**What you need to do:** Reproduce every line of the material below verbatim, preserving its original order and formatting.

#####

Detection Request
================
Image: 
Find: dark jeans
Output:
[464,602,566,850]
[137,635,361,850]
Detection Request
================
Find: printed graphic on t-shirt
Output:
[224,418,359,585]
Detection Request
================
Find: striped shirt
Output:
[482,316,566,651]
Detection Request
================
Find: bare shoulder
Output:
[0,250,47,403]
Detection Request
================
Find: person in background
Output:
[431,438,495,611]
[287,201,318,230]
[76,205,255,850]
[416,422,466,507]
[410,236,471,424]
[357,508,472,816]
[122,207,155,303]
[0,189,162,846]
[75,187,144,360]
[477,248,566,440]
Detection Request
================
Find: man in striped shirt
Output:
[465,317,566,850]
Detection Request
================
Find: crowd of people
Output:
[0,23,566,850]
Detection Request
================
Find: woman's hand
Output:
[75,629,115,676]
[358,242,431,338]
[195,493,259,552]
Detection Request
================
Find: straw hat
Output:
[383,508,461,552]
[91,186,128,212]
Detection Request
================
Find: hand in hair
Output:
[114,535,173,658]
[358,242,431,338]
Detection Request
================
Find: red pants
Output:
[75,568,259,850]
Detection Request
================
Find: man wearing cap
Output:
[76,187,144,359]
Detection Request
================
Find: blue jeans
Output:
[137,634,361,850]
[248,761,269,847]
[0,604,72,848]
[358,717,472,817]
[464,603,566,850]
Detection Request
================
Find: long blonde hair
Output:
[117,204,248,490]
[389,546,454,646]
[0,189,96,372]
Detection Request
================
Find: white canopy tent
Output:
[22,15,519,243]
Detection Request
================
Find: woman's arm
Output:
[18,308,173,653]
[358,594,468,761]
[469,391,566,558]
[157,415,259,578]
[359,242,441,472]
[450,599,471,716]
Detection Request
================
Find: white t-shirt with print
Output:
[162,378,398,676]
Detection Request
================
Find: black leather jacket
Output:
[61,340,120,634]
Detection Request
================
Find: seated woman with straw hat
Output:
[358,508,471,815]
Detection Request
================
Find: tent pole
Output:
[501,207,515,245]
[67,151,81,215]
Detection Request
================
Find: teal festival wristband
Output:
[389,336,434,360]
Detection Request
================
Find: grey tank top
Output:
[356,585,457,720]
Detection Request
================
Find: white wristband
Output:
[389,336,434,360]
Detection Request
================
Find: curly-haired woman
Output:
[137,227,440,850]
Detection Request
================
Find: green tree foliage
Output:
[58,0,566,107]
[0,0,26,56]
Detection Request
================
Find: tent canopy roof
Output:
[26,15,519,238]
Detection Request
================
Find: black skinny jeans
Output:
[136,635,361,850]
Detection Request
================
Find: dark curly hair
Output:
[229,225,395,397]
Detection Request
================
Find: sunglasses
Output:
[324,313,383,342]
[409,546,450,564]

#####

**Correct result:**
Detection Request
================
Image: 
Find: dark jeans
Output:
[464,602,566,850]
[137,635,361,850]
Detection Request
================
Find: printed graphic on t-shirt
Output:
[224,418,359,585]
Detection Request
================
Find: striped shirt
Output:
[482,316,566,651]
Detection Request
================
Find: bare shoulder
Output:
[0,250,47,403]
Detection Request
================
Find: person in background
Output:
[431,438,495,611]
[287,201,318,230]
[76,205,255,850]
[416,422,466,507]
[410,236,471,424]
[357,508,472,816]
[122,207,155,303]
[0,189,162,846]
[75,187,144,360]
[477,248,566,440]
Detection Request
================
Find: man in striped shirt
Output:
[465,317,566,850]
Detection Request
================
Find: crowd of people
Output:
[0,23,566,850]
Detection Request
================
Find: woman's hand
Output:
[75,629,115,676]
[358,242,431,338]
[195,493,259,552]
Detection Request
================
Find: straw hat
Output:
[383,508,461,552]
[91,186,128,212]
Detection Request
================
Find: hand in hair
Output:
[114,535,173,658]
[358,242,431,338]
Detection Request
================
Find: red pants
Output:
[75,568,259,850]
Detection Request
================
Find: man wearing cap
Output:
[76,187,144,359]
Detection Request
================
Find: blue jeans
Output:
[137,634,361,850]
[248,761,269,847]
[0,604,72,848]
[358,717,472,817]
[464,603,566,850]
Detection Request
================
Find: long blonde hair
Output:
[117,204,248,490]
[389,546,454,646]
[0,189,96,372]
Detection Request
================
Find: white canopy tent
Output:
[22,15,519,243]
Detection Request
================
Find: woman's arm
Output:
[18,308,173,653]
[358,594,468,761]
[469,391,566,558]
[157,415,259,578]
[359,242,441,472]
[450,599,471,716]
Detection Request
================
Find: white t-shirt with print
Output:
[162,378,398,676]
Detection Request
================
Find: black leather jacket
Output:
[61,340,120,634]
Detection Request
================
Find: seated woman with straw hat
Output:
[358,508,471,815]
Detection Request
================
Find: tent pole
Output:
[501,207,515,245]
[67,151,81,215]
Detection Request
================
Find: teal festival wristband
Output:
[389,336,434,360]
Detection Request
================
Find: grey tank top
Output:
[356,585,457,720]
Detection Request
================
Find: white wristband
Output:
[389,336,434,360]
Detection Request
================
Find: curly-haired woman
Output:
[137,227,440,850]
Detection Request
================
Find: green tree foliage
Output:
[58,0,566,107]
[0,0,26,56]
Detection Request
================
Find: tent canopy roof
Output:
[26,15,519,238]
Detection Request
================
Find: black skinny jeans
Output:
[136,635,361,850]
Detection Request
================
Find: dark curly hair
Output:
[229,225,395,397]
Detection Request
================
Find: sunglasses
Output:
[324,313,383,342]
[409,546,450,564]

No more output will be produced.